### Extract provided
-- Opening Marker --

When you live in a semi-tropical climate with fiercely hot and humid summers, near the ocean with its constant salt loaded winds, and you can only build with wood, how do you build walls with only natural materials to last a hundred years or more without maintenance...?
For the people who lived around the Seto Inland Sea in Japan, the choice was the shousugiban (better known as yakisugiita, 焼杉板): thin planks of cedar wood deeply charred on the outside.
The charred wood is salt water resistant and extremely resistant to heat, protecting the house interior from the summer sun and at the same time keeping bugs and insects out. I've heard of walls lasting over 100 years without any maintenance at all. It's also cheap, easy to make.
These days it is mass produced in kilns, heated to 1300 degrees, but for smaller building projects it is still hand made: boards of cedar tied in triangles and held over a fire a few minutes until fully charred, then extinguished with cold water.
The charred surface is also very fire resistant. In a spontaneous test, untreated cedar boards caught fire after about a minute when held to a blowtorch. The charred cedar boards lasted over ten minutes before the tester ran out of patience. For this reason it is common on kura.

-- Closing Marker --

### Study material
-- Opening Marker --

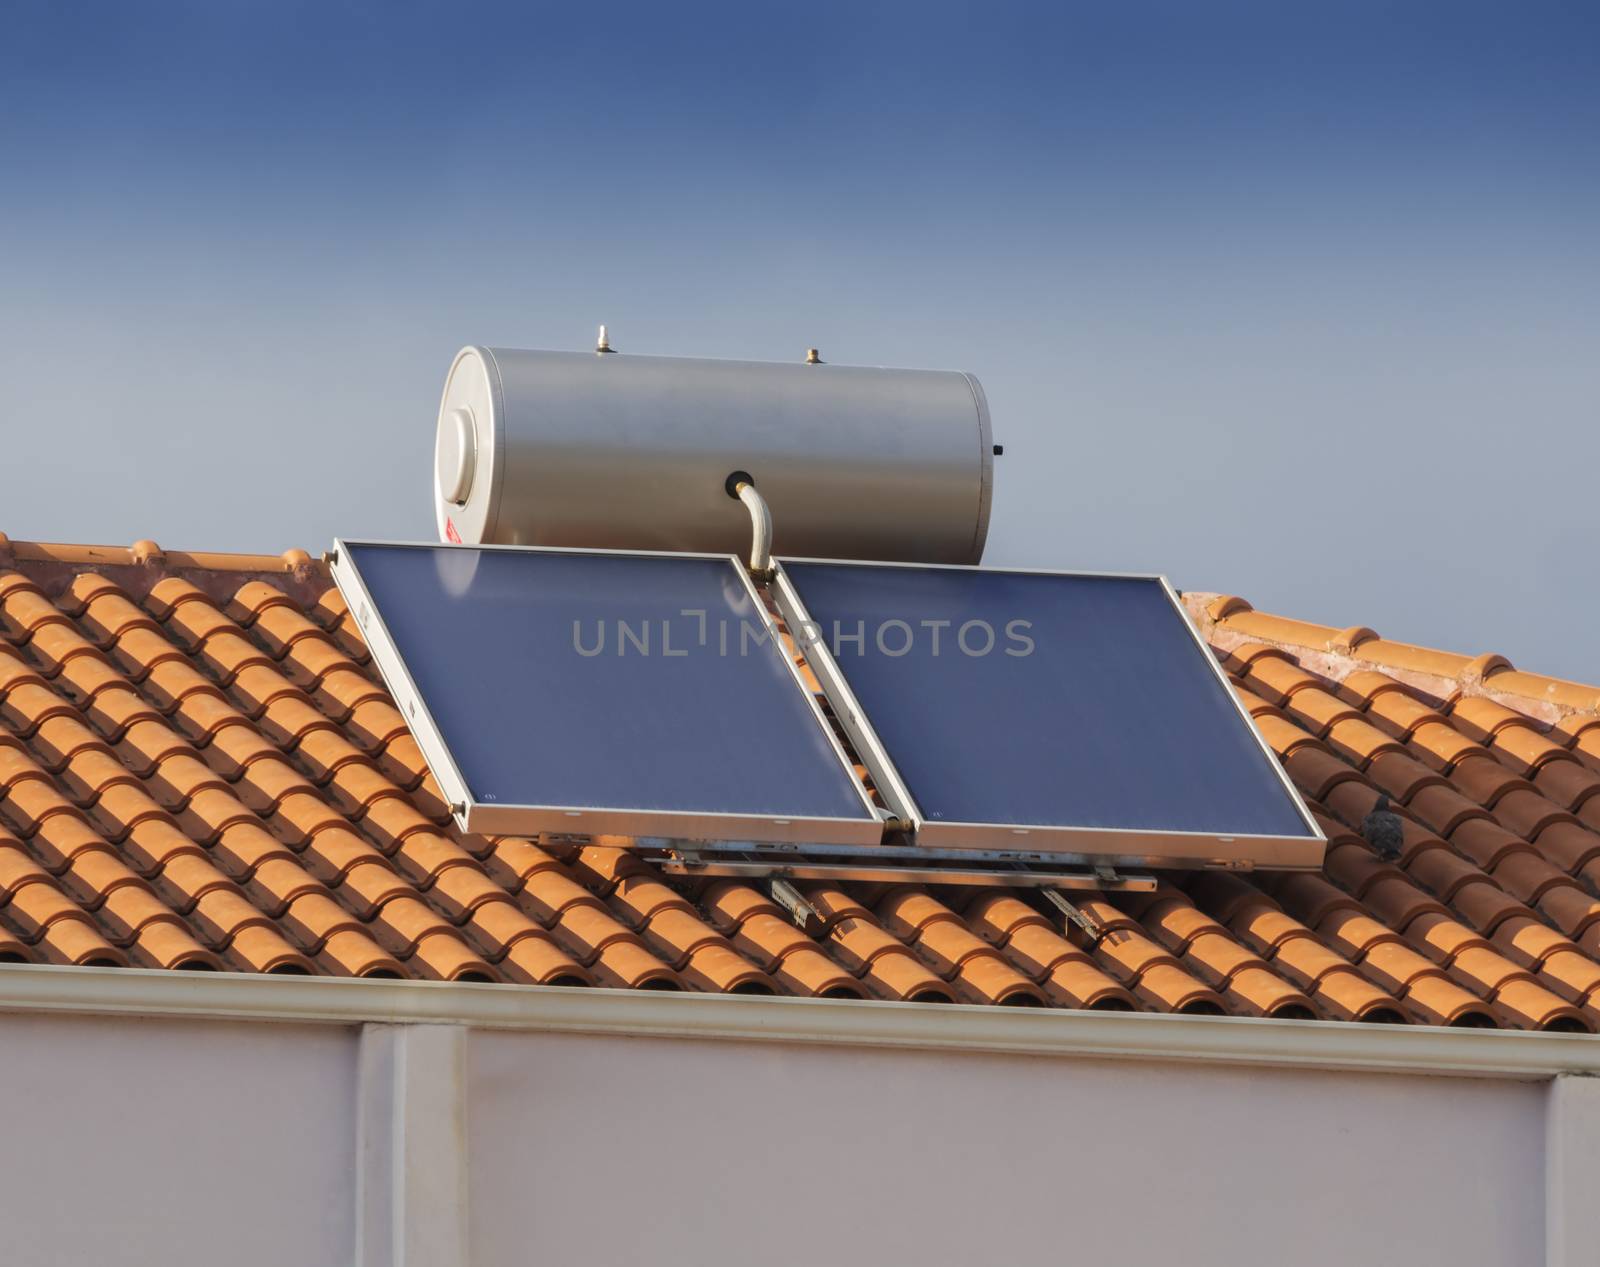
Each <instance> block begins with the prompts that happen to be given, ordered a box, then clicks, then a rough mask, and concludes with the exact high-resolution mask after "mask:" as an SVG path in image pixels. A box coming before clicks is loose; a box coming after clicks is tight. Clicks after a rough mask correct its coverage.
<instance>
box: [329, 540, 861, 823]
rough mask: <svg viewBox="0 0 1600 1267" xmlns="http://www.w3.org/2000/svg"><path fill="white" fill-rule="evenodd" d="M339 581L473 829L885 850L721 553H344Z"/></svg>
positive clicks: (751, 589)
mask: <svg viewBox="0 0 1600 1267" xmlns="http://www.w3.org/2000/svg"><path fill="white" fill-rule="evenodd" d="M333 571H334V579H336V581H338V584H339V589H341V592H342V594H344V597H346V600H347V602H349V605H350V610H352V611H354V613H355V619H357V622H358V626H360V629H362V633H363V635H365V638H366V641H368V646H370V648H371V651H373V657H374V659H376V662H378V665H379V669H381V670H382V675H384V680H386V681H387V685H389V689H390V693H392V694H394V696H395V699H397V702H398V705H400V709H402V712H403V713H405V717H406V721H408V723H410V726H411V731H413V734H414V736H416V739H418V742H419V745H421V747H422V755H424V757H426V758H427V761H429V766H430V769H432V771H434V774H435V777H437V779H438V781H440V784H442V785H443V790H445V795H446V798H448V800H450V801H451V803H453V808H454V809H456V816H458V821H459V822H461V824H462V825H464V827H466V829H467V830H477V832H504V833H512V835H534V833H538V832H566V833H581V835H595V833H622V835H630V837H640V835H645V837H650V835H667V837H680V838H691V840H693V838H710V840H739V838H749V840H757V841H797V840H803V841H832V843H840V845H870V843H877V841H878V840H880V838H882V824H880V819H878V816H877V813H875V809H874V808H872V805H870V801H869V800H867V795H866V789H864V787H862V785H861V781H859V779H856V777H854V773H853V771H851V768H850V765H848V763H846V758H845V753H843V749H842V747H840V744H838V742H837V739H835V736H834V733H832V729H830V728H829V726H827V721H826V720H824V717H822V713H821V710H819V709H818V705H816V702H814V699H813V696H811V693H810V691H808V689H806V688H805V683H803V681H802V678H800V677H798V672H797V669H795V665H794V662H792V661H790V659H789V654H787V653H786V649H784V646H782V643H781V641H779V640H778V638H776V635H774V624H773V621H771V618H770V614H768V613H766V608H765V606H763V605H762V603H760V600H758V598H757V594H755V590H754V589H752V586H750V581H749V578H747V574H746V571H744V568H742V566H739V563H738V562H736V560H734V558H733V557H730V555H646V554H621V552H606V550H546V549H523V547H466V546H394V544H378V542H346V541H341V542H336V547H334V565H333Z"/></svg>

-- Closing Marker --
-- Opening Marker --

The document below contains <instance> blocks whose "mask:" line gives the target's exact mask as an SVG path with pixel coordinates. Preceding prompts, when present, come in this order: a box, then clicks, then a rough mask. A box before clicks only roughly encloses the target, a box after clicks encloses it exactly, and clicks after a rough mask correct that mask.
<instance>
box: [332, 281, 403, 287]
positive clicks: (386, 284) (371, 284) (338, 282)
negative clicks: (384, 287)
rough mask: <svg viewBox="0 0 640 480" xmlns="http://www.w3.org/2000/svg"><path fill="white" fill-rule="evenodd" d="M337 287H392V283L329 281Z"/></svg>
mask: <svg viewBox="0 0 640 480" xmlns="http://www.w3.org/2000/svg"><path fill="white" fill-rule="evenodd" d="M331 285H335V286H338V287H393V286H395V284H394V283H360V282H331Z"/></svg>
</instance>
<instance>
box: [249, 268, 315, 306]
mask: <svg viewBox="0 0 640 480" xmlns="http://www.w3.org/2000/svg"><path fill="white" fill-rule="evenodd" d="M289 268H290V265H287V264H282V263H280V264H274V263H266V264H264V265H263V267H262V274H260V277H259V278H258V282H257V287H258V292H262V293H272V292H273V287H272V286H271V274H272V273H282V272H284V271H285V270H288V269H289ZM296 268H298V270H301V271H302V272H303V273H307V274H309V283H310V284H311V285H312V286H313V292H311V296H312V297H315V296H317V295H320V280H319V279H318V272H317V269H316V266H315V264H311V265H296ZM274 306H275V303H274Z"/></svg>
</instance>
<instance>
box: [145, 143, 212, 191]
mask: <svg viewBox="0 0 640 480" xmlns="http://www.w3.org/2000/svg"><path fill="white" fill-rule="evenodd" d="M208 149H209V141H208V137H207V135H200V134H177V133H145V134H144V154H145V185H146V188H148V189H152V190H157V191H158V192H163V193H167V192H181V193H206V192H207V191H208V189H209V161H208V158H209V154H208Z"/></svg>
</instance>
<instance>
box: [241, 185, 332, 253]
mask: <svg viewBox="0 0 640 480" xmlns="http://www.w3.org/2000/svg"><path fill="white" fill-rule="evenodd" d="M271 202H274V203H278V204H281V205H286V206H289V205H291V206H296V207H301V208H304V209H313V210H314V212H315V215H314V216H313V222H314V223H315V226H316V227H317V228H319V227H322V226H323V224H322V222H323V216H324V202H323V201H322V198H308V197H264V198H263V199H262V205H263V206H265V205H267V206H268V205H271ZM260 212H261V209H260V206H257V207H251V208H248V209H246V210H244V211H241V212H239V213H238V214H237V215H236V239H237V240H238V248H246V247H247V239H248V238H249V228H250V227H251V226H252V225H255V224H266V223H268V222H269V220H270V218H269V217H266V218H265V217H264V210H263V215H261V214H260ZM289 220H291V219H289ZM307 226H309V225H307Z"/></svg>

-- Closing Marker --

### Questions to answer
1: In the charred cedar passage, how long did the charred boards last when held to a blowtorch?
2: List everything the charred cedar passage says the charred wood is resistant to.
3: Carry on writing the charred cedar passage, starting after its last sentence.
The listing comes from a different source than the charred cedar passage.

### Outputs for the tasks
1: Over ten minutes, until the tester ran out of patience.

2: Salt water, heat, fire

3:
Recently shousugiban (simply another way of reading the characters for yakisugiita) has become popular again with modern architecture, and you can find it even in central Tokyo. It is a low cost non-toxic, easy to instal material. It's only drawback is that it is sooty to touch.
But of course it looks best in traditional Japanese architecture, and especially where it was first implemented, near the ocean, in fishing villages and boathouses.
For almost every human need and predicament, some sort of natural device, sustainable construction method or just material trick, has been invented by our ancestors. By building with nature (fire, water, wood, earth), we can become better stewards of our environment.